§ Text extract
-- Start --

When Lori and I were travelling by RV we stayed in a number of state parks. We quickly realised how much more we enjoyed being among the trees or close to a lake than being in a more developed RV park. (The new banner image for the blog comes from one of our favourite such places, between Raleigh and Durham North Carolina.) This made us aware of our need for “blue and green”.
I have since read several articles talking about the positive effects of getting out into nature. It’s good for your mental and physical health, and when you do it with your wife it’s good for your marriage too.
Nature is calling, don’t put it on hold!
Today I want to do some more foundation work on looking at the Bible to discern how God intended us to live our marriages.
When we study the Bible it’s important to know the audience to whom things were written. One huge factor is old testament (or covenant) versus new. While God didn’t change, our relationship with Him did change. What’s more, many of the rules that were imposed on the Jews of old don’t apply to us. I can freely eat shrimp, pet a dog, shave my beard, or mow the lawn on Saturday (the Sabbath) whereas those under the old covenant were forbidden from doing any of those things.
We are told that marriage is an example of God’s relationship with us. If our relationship with God changed because of what Jesus did, does that mean there are changes in how husbands and wives are supposed to relate? If the example changed, it seems likely what was based on the example might also change. I’m not saying it proves anything, but it should make us consider the possibility.
Did any of God’s rules or expectations for marriage change when Jesus came? Absolutely. Jesus said that divorce for any reason was never God’s will, that He only allowed it because of the hardness of men’s hearts. The “new” rule is that divorce followed by remarriage is only valid when done because of sexual sin. Beyond that, Jesus made sexual sin a much bigger category when He talked about lusting for a woman we see as adultery of the heart.
I offer these examples as proof that we can’t blindly apply what the OT says about marriage to our lives. If something appears in the old testament but not the new that doesn’t mean it’s no longer valid, but it does mean we need to do some digging.
Another issue is the fact that the Bible often narrates a story without making any comment on what happens. We are told, for example, that Lot’s daughters got him drunk and had sex with him so they could get pregnant. Nowhere are we told what they did was wrong. Some of what we read about how men treated their wives in the OT may be the same thing, the narration of something without pointing out it’s wrong.
Then there is the reality that culture is a major factor. Certain things in the Bible were done for cultural reasons rather than because God said they were to be done. In some cases, these were not contrary to God’s will, so there was no problem. But that does not make them things God commanded. Other things might have been allowed by God because of the hardness of heart issue, but they were not His will.
Culture can also result in a rule that is necessary and good in one place and time, but not in another. When the Bible was written, and especially during the time of the Old Testament, women had it hard. Without a father or husband to care for and protect her a woman’s only real options for making money were begging and prostitution. What’s more, a woman without a father or husband was looked down on. She was also at much greater risk of being taken advantage of or raped. None of this was God’s will, it’s just the reality of being female in those times. The Bible actually provides far more protection and rights for women than most contemporary non-Jewish women had.

-- End --

§ Records supplied
-- Start --

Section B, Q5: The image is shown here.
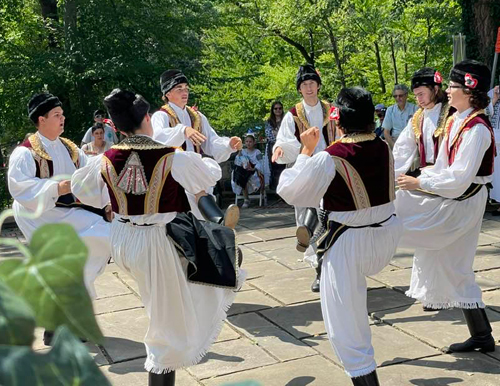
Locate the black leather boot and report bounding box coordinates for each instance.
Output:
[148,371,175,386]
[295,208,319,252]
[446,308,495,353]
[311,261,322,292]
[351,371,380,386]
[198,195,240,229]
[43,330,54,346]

-- End --
-- Start --

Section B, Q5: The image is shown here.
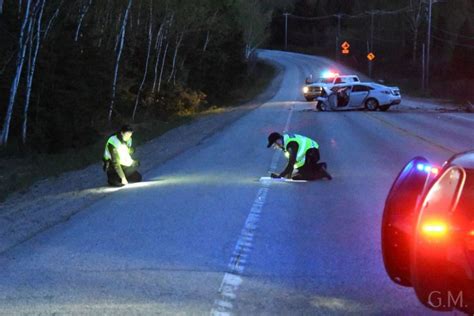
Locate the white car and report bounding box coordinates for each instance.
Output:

-- End --

§ Jobs
1: According to the blog post on marriage and the Bible, where is the place shown in the new banner image?
2: Render this sentence from the blog post on marriage and the Bible in Spanish: "When we study the Bible it’s important to know the audience to whom things were written."
3: Carry on the blog post on marriage and the Bible from its last sentence, keeping its voice and line of argument.

§ The answers
1: Between Raleigh and Durham, North Carolina.

2: Cuando estudiamos la Biblia, es importante conocer a los destinatarios a quienes se escribieron las cosas.

3:
None of this is to say we can just ignore what the Bible says because we don’t live in the same time. But ignoring how culture coloured what was written is not wise either. Understanding the times and the audience can really help. It also helps to see who said something in the Bible and if they claimed to be speaking God’s truth. At least once Paul made it clear he was giving his opinion, rather than a command from the Lord (1 Corinthians 7:12 & 25). Certainly Paul’s “judgment as one who by the Lord’s mercy is trustworthy” is valuable, but it might be something that was valid then but is not now.
One last thing for today. Much of what Paul wrote was in answer to questions he had been asked. Sometimes he gave a reminder of the question asked (1 Cor 7:1 for example) and other times he does not. This is a lot like seeing one side of a text conversation, and it makes it easy to misunderstand. Imagine, for example, that a friend sent me a text asking if I felt it was a good idea for his daughter to go to the prom with a fellow who seems rather questionable for a number of reasons who drove a motorcycle. If I texted back “Don’t let her go to any dance with mister motorcycle,” that answer out of context could be taken as me saying no one should ever go to a dance with a guy who owns a motorcycle. I think this is the reason for some of the confusion over verses that seem to say conflicting things or seem to say something other than what the Bible as a whole says. (Last Sunday I gave the Matthew 25:31-46 example of how a passage taken out of context can be used say something contrary to the Word of God.)
Of course, none of this is to be used to try to negate a verse that we don’t like. The goal is to use the tools to find what the Bible says and then live that. What makes that difficult is we all have beliefs that are set in stone, and we are usually blind to things that bring those beliefs into question. This is especially true of human doctrines with many years of history behind them.
All of this is going to come into play as we move forward the next few weeks. I wanted to get it out there before it comes up. You are of course free to disagree with me, but most of this is standard exegesis and hermeneutics. The arguments come from how those tools are applied to scripture!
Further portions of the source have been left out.